[PROBLEM STATEMENT]: Every record below should be written out exactly; pictures stay out.

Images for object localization
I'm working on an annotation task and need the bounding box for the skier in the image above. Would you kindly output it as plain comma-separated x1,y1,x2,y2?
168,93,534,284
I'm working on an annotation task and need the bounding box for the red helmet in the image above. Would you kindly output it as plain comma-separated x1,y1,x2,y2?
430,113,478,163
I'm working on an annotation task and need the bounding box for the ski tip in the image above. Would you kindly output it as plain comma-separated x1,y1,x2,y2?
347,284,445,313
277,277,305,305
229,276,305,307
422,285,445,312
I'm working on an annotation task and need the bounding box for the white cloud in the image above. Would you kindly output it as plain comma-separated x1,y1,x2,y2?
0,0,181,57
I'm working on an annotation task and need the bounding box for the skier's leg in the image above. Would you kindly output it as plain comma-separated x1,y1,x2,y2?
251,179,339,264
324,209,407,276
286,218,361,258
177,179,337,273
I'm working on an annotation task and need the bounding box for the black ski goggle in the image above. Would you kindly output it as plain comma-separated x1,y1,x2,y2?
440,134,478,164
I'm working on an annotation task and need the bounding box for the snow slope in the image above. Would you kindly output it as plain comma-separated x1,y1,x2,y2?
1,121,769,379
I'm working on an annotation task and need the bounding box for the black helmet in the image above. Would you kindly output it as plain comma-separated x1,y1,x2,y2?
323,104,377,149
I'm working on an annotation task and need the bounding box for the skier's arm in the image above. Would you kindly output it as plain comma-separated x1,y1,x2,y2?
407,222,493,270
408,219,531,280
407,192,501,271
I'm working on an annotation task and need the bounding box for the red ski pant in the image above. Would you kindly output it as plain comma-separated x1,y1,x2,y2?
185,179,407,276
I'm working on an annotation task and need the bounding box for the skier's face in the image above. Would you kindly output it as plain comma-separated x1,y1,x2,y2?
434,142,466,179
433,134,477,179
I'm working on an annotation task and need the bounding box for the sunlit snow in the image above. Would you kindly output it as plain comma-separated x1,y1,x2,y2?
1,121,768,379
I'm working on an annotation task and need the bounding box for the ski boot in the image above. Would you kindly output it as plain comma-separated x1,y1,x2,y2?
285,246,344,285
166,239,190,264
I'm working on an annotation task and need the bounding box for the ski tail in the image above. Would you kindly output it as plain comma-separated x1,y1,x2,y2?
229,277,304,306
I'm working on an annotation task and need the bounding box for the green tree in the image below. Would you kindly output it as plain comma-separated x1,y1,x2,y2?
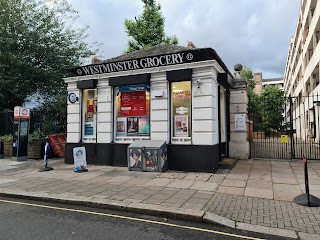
124,0,178,53
260,86,285,131
240,66,262,129
0,0,97,111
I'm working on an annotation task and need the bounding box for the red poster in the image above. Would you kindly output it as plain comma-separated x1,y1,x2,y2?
120,91,146,116
120,92,132,116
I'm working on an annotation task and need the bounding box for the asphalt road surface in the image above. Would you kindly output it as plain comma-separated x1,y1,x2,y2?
0,196,291,240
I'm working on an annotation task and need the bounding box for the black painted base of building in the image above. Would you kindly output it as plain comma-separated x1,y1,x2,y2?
65,143,220,173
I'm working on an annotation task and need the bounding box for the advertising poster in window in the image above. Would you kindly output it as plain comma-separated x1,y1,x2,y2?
132,91,146,116
145,149,159,171
116,118,127,136
120,92,132,116
120,91,146,117
127,117,138,136
84,98,96,137
138,117,150,136
174,115,188,137
129,148,142,171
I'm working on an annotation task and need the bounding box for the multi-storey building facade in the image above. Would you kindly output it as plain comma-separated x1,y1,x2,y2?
284,0,320,141
253,73,283,95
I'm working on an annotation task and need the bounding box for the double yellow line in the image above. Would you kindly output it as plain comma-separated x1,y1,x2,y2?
0,199,264,240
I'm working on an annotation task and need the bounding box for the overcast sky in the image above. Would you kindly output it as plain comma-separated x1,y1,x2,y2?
68,0,300,79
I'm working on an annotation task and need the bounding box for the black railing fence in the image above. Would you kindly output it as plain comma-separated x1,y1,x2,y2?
249,94,320,160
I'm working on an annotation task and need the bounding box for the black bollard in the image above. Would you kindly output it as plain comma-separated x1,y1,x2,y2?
293,154,320,207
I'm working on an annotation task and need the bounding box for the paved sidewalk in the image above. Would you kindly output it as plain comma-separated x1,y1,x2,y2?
1,158,320,239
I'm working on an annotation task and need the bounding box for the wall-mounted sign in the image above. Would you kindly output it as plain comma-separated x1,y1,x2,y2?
68,92,78,104
281,135,288,144
69,48,216,77
14,106,30,119
176,106,188,114
235,114,246,132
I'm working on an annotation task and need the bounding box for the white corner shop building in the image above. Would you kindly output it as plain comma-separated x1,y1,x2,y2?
64,44,245,172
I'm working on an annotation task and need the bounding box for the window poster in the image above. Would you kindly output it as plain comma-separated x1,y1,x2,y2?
83,89,97,140
127,117,138,136
138,117,150,136
145,149,159,171
84,122,94,136
174,115,188,137
120,91,146,117
116,118,127,136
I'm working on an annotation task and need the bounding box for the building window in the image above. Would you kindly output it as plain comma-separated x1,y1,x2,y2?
171,81,192,143
114,84,150,142
82,89,97,142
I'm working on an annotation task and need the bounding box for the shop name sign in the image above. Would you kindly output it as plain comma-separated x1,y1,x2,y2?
70,49,213,76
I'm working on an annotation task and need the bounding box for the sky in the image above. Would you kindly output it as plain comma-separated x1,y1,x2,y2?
68,0,301,79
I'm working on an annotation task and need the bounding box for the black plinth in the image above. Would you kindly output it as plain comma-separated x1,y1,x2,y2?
293,194,320,207
39,167,54,172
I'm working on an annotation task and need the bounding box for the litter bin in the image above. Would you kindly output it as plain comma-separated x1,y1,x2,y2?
128,140,167,172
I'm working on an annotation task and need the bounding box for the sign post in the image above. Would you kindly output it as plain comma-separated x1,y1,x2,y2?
12,106,30,161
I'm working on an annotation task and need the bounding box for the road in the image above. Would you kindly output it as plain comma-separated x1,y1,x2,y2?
0,196,290,240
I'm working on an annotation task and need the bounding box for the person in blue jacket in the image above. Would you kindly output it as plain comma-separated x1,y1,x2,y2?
44,137,51,168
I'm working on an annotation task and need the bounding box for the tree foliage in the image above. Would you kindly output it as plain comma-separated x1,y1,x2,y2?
124,0,178,53
241,66,260,125
260,86,285,131
0,0,97,111
241,66,285,131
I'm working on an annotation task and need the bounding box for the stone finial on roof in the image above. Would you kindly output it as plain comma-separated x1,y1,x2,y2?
187,41,196,48
234,64,243,77
91,56,102,64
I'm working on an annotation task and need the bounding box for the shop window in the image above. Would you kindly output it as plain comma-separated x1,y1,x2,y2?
114,84,150,142
82,89,97,142
171,81,192,143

[TASK RESULT]:
I'm working on an annotation task and need the bounding box for the skier in the image above. Would you kindly output it as plain comma-separated x1,y1,x2,y2?
168,93,534,284
I'm working on an annotation task and need the bounding box for the red helmet in the image above. Would you kindly output it as plain comma-separated x1,y1,x2,y2?
430,113,478,163
I'm working on an annotation task and need the bounding box for the ski tip in the image above. Would you kindly output it as plain comma-separated x1,y1,x2,y2?
347,284,445,313
277,277,305,305
229,276,305,307
422,285,445,312
I'm working on an annotation task and need the bounding box for the white cloud in the image above. Would you kindly output it as plain comma-separated x1,y1,x2,y2?
0,0,181,57
I'm working on an annotation task and need the bounding box for the skier's leg in the image above. Would you kindly output it as plain comma-separated x1,y1,x2,y2?
251,179,339,264
324,209,407,276
286,218,361,258
177,179,337,273
I'm working on an annotation task and need the bounding box for the black ski goggle in the image above. Would you kindly output it as plain comma-separated x1,y1,x2,y2?
440,134,478,164
I'm working on an annotation task and need the bounding box for the snow slope in the image above. Would you kindly output it as plain comma-separated x1,y1,x2,y2?
1,121,769,379
I'm working on an annotation task and need the bounding box for the black helmet in the image above. Would you kindly output it as plain comma-separated x1,y1,x2,y2?
323,104,377,149
I'm working on an annotation task and need the bounding box for the skier's arm in the image above. Would you kindly output it as plain comma-separated x1,y1,x2,y2?
407,222,493,270
408,219,531,280
407,192,501,271
I'm working on an annotation task and need the bounding box for the red ski pant in the image above. Would you kindly output it as plain comma-separated x1,y1,x2,y2?
185,179,407,276
I'm working on an annotation task and need the bounding box for the skier's face in the image above. Would you kindly output it as plain comma-separated x1,y1,x2,y2?
434,142,466,179
433,134,477,179
I'm working on an annotation task and need the bounding box for the sunlit snow in the image above. Would you kindly output it as plain comma-separated x1,y1,x2,y2?
1,121,768,379
I'm working on an annotation task and need the bounding box for the ski boot in the image above. Would you kindly output it as plain comma-separated x1,y1,x2,y2?
285,246,344,285
166,239,190,264
I'm working on an annotation task and need the bounding box for the ski tail in the image above. Would you kindly output it as plain comma-separated x1,y1,x2,y2?
229,277,304,306
I'm working on an annotation task and need the bounding box for the green tree in the image below. Would you kindly output it as plain comma-separated x1,y1,x2,y2?
124,0,178,53
260,86,285,131
240,66,262,129
0,0,97,111
I'm working on an annotation task and need the bounding box for the red poster in the image above. Would you kindly output it as plain comma-separated x1,y1,x2,y2?
120,91,146,116
120,92,132,116
I'm working on an annotation task and need the bounding box for the asphalt road surface in the image above. Would you kindly output it as plain comma-separated x1,y1,x2,y2?
0,196,291,240
I'm working on an annotation task and need the bounding box for the black painted base of building in the image above. Would you kindly output it as plain comma-separated x1,y1,x2,y2?
65,143,220,173
I'm working on an annotation task and need the bounding box for the advertising poster in window in the image above. Would you kindly output it as plain comma-separated x1,y1,x2,y2?
132,91,146,116
145,149,159,171
116,118,127,136
120,92,132,116
120,91,146,117
127,117,138,136
84,98,96,137
138,117,150,136
174,115,188,137
129,148,142,171
I'm working on an annotation task and need the bounding box for the multi-storey building facade in the image above. Would you kindly output it as plain comma-separated x1,y1,x2,y2?
284,0,320,141
253,73,283,95
I'm working on an annotation task and need the bounding box for the double yellow line in the image above. Would you kindly output it as plain comma-separated x1,y1,x2,y2?
0,199,264,240
I'm working on an annotation task and need the bounding box for the overcast sky in the image above. Would you kindly output it as plain comma-separated x1,y1,x2,y2?
68,0,300,79
I'm working on an annotation task and need the bounding box for the black railing fence in the image above. Would you kindly output it as plain comma-separated x1,y1,x2,y2?
249,94,320,160
I'm working on an annotation task and need the bounding box for the black bollard in the image above. Would you kindly output it as plain comma-separated x1,y1,x2,y2?
293,154,320,207
I'm working on an annotation task and need the bounding box for the paved sidewalk in the image above. Would you kindly output it as plain comma-separated x1,y1,x2,y2?
1,158,320,239
I'm working on an annotation task and need the bounding box for the wall-mounted sign in the image above. Would you kindly output it as plain comma-separated x1,y1,x2,y2?
68,92,78,104
281,135,288,144
69,48,216,77
14,106,30,119
176,106,188,114
235,114,246,132
I'm working on an annotation task and need the bounding box for the white corner shop building in the image above. Would you kindly output it as plain comma-separated x1,y1,x2,y2?
64,44,245,172
I'm working on an annotation task and need the bounding box for the window poster in the image above. Would you kindly output it as plain comma-separated x1,y1,x2,y2?
83,89,97,140
127,117,138,136
138,117,150,136
145,149,159,171
84,122,94,136
174,115,188,137
120,91,146,117
116,118,127,136
I'm working on an annotation task and need the bounding box for the building window in the image above. Would you kindly output it as plain comma-separated x1,y1,x2,y2?
171,81,192,143
114,84,150,142
82,89,97,142
I'm working on an annotation task and need the bounding box for the shop name sign in the image above. Would you kindly output it as plain comma-separated x1,y1,x2,y2?
70,49,213,76
I'm working on an annotation task and need the bounding box for the sky in the image above. Would you kindly output it as plain comma-separated x1,y1,x2,y2?
68,0,301,79
I'm working on an annotation task and need the bounding box for the black plinth in the image above. Would you kindly output it as plain comma-separated x1,y1,x2,y2?
293,194,320,207
39,167,54,172
I'm working on an annotation task and need the bounding box for the litter bin in the image above. Would you kindly output it as plain comma-separated x1,y1,x2,y2?
128,140,167,172
I'm working on an annotation task and need the bounding box for the sign post in the image above. Would you kindly output it as plain comma-separated x1,y1,x2,y2?
12,106,30,161
I'm working on an annotation task and need the bounding box for the road in the image above. Would you kindly output it as plain comma-separated x1,y1,x2,y2?
0,196,290,240
I'm working on an annotation task and need the bounding box for the person in blue jacket in the image above. Would you kindly output it as plain comma-separated x1,y1,x2,y2?
44,137,51,168
I'm working on an annotation task and need the bounding box for the tree foliage in the image above. Would you kindly output it as plain comma-separated x1,y1,x2,y2?
124,0,178,53
241,66,260,125
260,86,285,131
0,0,97,111
241,66,285,131
I'm working on an annotation task and need the bounding box for the stone finial on roof in the image above. Would you kindly output it as plain comma-separated x1,y1,x2,y2?
187,41,196,48
234,64,243,77
91,56,102,64
I'm working on an annotation task and need the bounding box for the shop window in the image above. Would you kindly output it as plain comma-separated x1,y1,x2,y2?
114,84,150,142
82,89,97,142
171,81,192,143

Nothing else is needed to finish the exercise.